- **Task brief**
Please reproduce only the records starting with the line that contains "Note to the class: we label each instance of the clear" and going on through the line that contains "pixel 282 302", both included, keeping the note's wording unchanged. In the answer line, multiply each x and y coordinate by 1.3 and round to the nearest whole number, with halves rounded up.

- **Input records**
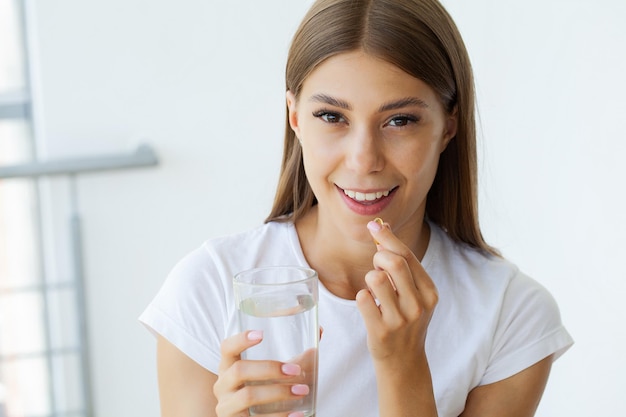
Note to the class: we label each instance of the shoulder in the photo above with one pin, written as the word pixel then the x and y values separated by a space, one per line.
pixel 226 255
pixel 468 276
pixel 468 266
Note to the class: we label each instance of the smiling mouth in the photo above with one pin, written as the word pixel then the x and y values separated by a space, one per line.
pixel 367 197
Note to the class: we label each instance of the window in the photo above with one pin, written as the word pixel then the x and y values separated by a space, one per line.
pixel 41 357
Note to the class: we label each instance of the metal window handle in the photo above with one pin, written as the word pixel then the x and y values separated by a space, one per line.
pixel 143 156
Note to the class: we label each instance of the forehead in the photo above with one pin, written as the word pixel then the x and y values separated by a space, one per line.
pixel 359 77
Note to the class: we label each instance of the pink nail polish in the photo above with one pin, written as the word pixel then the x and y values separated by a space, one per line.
pixel 291 369
pixel 300 389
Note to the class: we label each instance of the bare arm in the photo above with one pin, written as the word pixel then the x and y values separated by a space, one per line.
pixel 517 396
pixel 185 387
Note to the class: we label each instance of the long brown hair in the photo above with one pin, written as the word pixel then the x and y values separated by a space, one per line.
pixel 419 37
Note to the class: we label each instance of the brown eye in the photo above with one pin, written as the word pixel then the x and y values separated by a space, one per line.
pixel 402 120
pixel 329 117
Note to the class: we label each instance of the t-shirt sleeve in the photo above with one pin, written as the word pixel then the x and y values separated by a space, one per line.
pixel 529 329
pixel 191 309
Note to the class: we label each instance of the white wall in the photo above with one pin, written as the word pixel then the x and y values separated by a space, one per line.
pixel 202 81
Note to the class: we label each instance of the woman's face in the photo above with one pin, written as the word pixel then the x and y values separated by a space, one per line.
pixel 371 137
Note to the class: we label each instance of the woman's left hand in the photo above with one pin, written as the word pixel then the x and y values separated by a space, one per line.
pixel 400 301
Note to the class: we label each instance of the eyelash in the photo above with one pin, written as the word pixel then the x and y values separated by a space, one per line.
pixel 321 114
pixel 324 114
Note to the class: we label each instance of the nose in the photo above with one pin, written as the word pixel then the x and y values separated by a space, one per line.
pixel 364 152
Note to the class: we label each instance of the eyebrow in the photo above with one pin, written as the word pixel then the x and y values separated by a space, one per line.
pixel 393 105
pixel 325 98
pixel 405 102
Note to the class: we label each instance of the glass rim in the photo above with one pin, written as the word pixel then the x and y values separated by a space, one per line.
pixel 310 274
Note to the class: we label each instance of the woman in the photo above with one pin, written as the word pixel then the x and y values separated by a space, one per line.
pixel 430 320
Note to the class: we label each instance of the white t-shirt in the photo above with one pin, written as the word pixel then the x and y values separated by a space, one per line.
pixel 491 322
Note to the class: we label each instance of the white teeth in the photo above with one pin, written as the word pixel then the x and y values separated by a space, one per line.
pixel 365 196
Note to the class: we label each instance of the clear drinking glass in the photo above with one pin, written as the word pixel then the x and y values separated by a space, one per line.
pixel 282 302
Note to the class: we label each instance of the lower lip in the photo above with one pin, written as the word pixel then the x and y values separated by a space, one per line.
pixel 367 208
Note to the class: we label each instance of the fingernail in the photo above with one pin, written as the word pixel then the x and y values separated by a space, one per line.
pixel 300 389
pixel 374 226
pixel 290 369
pixel 255 335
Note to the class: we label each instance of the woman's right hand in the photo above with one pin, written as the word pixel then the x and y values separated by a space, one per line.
pixel 234 396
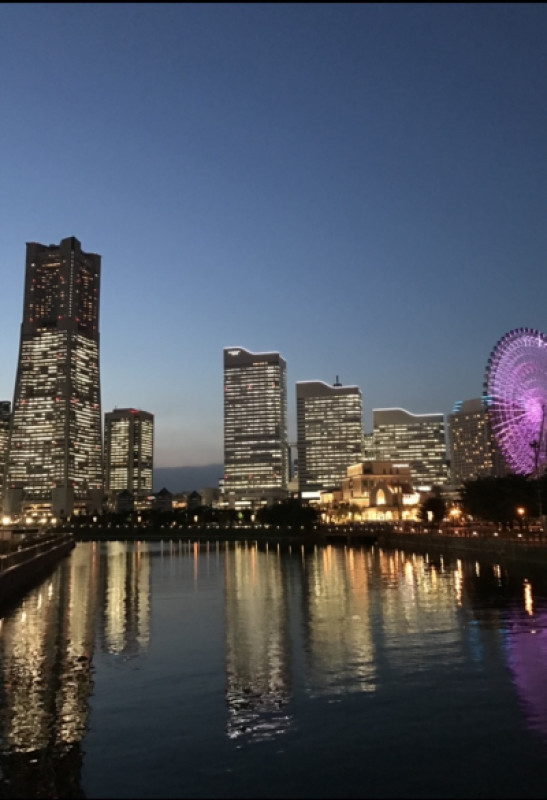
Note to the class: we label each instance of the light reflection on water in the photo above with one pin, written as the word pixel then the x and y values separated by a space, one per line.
pixel 126 667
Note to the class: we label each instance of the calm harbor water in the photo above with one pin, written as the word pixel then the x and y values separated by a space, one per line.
pixel 173 669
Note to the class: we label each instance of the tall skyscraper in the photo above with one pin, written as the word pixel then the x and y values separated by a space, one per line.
pixel 55 448
pixel 473 449
pixel 415 439
pixel 5 418
pixel 255 427
pixel 329 421
pixel 129 453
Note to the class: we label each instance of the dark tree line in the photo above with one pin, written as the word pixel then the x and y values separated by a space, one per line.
pixel 497 499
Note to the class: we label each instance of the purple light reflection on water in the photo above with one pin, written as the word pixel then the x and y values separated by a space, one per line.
pixel 527 658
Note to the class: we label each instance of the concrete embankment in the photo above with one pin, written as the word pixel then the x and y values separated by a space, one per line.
pixel 318 535
pixel 502 550
pixel 24 568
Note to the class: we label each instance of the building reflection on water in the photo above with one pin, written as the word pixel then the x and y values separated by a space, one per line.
pixel 46 651
pixel 323 621
pixel 257 643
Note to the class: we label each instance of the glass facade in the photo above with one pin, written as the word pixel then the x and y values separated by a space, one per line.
pixel 473 450
pixel 55 447
pixel 415 439
pixel 5 417
pixel 329 433
pixel 255 424
pixel 129 452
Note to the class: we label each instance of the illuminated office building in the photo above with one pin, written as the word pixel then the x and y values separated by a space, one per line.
pixel 256 451
pixel 55 449
pixel 329 433
pixel 5 417
pixel 473 450
pixel 415 439
pixel 128 453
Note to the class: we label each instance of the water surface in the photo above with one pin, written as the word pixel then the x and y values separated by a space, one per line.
pixel 170 669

- **Answer for the task**
Note to the class: we label each instance of the clear drinking glass in the photo above with one pin, written as the word pixel then the x and y values separated by a space, one per line.
pixel 367 393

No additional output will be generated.